Exercise brief: In the case summaries on anti-SLAPP appeals below, why did the panel in Morin v. Rosenthal reverse the sanctions order against the defendants?
Exercise passage: Begin
However, the 1st District held that a reasonable trier of fact could conclude that the published statements imply a provably false factual assertion, and the panel reversed the trial court's grant of the defendant's anti-SLAPP motion.

            In Gallagher v. Connell, 123 Cal.App.4th 1260 (2004), a trustee sued a former beneficiary of the trust for slander and libel, for publicly criticizing him for putting his own interests ahead of those of the creator of the trust. The 2nd District Court of Appeal held that, because the defendant did not object properly to evidence in the trial court, such evidence could be considered in determining whether the plaintiff had met his burden to make a prima facie showing that his claim had merit.

            In Morin v. Rosenthal, 122 Cal.App.4th 673 (2004), the plaintiff sued on multiple theories. Appellate justices, once again in the 2nd District, affirmed the trial court's denial of the defendants' anti-SLAPP motion because it was untimely, but the panel reversed a sanctions order against the defendants because it failed to recite in detail the conduct or circumstances justifying the order.

            In Benasra v. Mitchell Silberberg & Knupp LLP, 123 Cal.App.4th 1179 (2004), the plaintiff sued a law firm that had represented its opponent in an arbitration, for legal malpractice and attorney breach of duty of loyalty. This time, the 2nd District held that the anti-SLAPP statute did not apply because the plaintiff's claims arose not from filing a petition on behalf of one client against another but from the defendants' alleged failure to maintain loyalty to and confidences of a client.

            In San Ramon Valley Fire Protection District v. Contra Costa County Employees' Association, 2004 DJDAR 15285 (2004), the plaintiff sought judicial review of the defendant public entity's vote to modify employer payments due under the county retirement system. The 1st District Court of Appeal held that the lawsuit was not subject to the anti-SLAPP law because it arose from an action taken by the public entity, not from the public entity's exercise of its petition or speech rights.
Exercise passage: End
Data for analysis: Begin
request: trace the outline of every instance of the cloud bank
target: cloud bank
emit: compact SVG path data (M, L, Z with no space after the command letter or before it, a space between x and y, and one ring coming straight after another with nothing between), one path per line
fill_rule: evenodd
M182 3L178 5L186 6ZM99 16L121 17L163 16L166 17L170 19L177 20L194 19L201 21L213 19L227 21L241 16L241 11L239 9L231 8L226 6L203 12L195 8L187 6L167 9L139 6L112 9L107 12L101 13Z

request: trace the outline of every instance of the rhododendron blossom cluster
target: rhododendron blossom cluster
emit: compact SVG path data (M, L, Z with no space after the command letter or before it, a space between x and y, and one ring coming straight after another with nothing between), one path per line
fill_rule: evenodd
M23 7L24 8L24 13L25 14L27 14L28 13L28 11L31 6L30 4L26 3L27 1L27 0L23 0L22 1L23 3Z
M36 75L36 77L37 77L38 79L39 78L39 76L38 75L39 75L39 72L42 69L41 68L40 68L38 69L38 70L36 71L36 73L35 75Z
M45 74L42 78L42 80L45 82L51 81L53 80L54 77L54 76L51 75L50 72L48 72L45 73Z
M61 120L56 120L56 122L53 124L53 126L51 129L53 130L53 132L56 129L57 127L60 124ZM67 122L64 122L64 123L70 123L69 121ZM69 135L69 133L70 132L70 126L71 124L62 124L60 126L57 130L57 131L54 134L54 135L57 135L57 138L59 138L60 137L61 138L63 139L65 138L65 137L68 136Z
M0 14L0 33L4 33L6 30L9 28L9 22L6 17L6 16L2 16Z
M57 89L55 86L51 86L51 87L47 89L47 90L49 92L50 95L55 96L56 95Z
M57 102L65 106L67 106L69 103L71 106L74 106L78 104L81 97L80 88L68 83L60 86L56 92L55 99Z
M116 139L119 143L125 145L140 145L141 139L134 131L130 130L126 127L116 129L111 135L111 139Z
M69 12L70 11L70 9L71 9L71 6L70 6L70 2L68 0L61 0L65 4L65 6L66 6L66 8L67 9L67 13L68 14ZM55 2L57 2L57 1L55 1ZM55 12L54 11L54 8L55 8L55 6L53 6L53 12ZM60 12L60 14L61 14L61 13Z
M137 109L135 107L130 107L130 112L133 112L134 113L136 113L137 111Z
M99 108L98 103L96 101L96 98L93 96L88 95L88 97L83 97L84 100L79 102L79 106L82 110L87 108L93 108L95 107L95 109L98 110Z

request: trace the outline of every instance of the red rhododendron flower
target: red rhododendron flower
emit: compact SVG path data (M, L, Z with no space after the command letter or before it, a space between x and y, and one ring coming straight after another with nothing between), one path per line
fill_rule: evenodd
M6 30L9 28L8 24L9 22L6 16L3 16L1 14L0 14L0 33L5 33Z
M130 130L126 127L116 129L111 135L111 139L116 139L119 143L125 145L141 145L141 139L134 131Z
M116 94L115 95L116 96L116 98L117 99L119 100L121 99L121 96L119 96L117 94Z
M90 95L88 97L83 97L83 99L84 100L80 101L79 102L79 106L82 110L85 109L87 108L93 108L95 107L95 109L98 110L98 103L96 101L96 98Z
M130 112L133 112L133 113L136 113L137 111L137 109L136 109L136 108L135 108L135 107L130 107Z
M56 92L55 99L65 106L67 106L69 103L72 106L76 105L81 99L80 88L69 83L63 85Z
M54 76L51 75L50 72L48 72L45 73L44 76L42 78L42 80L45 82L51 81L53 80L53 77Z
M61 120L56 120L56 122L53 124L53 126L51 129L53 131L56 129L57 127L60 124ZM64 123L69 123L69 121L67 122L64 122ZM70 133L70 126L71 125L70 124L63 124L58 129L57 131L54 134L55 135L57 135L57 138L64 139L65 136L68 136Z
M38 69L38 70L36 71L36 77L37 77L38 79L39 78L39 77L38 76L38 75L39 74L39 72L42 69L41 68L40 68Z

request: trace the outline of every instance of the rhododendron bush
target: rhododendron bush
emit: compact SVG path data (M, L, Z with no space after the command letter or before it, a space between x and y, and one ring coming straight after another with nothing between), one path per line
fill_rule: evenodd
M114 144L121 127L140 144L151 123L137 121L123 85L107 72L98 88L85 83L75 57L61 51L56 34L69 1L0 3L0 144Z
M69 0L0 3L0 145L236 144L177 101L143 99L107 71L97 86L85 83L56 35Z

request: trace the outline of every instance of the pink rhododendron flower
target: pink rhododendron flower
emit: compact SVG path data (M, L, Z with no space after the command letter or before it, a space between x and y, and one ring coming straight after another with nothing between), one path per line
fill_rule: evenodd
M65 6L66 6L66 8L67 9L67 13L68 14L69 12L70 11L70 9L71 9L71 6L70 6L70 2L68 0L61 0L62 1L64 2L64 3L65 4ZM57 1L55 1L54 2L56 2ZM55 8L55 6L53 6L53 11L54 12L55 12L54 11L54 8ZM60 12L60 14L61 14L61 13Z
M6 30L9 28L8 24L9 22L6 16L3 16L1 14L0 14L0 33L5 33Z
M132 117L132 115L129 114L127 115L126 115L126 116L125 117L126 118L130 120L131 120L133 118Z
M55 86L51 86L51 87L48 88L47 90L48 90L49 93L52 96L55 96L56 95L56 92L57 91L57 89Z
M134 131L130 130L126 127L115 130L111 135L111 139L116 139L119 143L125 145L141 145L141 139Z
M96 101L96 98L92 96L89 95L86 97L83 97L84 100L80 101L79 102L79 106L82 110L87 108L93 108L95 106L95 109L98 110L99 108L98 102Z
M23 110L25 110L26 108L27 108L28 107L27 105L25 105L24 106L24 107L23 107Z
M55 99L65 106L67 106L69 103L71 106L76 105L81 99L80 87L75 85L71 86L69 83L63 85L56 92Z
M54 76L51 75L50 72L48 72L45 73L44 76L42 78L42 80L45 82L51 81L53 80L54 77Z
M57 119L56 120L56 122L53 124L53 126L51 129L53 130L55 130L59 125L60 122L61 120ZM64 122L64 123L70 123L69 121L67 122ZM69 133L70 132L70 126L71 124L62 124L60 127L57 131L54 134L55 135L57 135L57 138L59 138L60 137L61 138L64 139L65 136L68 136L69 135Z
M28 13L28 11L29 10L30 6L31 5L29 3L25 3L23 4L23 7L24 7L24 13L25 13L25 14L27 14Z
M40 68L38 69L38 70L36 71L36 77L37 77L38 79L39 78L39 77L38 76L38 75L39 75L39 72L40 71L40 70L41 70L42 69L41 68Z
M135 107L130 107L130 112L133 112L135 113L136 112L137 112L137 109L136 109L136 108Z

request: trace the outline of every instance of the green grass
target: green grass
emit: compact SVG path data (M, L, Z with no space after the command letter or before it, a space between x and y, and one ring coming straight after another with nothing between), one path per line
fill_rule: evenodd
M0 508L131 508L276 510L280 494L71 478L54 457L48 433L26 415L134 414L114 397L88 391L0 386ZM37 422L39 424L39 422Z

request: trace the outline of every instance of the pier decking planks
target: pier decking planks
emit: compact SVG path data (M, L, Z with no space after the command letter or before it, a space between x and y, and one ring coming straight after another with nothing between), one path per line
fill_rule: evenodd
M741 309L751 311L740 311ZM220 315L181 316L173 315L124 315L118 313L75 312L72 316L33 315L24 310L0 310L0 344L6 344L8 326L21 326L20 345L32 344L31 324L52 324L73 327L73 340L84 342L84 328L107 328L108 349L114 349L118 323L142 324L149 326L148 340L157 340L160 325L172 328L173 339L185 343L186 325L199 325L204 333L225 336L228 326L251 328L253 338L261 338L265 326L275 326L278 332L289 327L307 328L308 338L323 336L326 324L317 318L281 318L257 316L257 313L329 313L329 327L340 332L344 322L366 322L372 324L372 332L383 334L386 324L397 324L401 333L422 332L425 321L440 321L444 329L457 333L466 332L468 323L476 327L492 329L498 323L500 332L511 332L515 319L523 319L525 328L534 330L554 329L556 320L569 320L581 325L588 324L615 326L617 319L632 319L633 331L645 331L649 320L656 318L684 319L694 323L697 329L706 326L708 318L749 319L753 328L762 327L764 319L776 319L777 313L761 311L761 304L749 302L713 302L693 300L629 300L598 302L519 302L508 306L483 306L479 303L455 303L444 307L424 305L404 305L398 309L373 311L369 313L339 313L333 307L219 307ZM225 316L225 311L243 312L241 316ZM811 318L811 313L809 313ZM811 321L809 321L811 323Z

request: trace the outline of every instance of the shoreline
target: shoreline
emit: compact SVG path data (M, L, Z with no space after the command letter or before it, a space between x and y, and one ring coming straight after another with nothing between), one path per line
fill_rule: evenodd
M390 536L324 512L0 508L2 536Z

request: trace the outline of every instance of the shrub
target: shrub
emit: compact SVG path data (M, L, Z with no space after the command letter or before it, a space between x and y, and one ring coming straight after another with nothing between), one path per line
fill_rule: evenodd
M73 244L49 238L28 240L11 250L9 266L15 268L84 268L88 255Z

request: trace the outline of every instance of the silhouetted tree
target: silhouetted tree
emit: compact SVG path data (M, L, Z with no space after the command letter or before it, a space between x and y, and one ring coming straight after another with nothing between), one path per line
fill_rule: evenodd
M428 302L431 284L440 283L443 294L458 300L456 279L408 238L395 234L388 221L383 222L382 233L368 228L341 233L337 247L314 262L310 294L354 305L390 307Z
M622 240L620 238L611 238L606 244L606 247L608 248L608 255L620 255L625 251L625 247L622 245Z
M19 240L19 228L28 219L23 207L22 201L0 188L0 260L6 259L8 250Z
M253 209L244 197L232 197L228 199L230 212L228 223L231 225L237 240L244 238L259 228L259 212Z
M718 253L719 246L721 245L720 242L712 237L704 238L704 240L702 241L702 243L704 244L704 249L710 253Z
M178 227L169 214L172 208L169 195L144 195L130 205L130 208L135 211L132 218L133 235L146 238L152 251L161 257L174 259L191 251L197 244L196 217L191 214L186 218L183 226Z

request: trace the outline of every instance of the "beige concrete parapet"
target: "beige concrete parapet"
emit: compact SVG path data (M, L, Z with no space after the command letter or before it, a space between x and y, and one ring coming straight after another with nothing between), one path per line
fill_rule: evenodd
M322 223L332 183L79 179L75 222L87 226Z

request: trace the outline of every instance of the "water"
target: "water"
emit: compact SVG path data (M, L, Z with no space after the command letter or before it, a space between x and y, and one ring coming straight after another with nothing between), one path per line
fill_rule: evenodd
Data for analysis: End
Task result: The order failed to recite in detail the conduct or circumstances justifying it.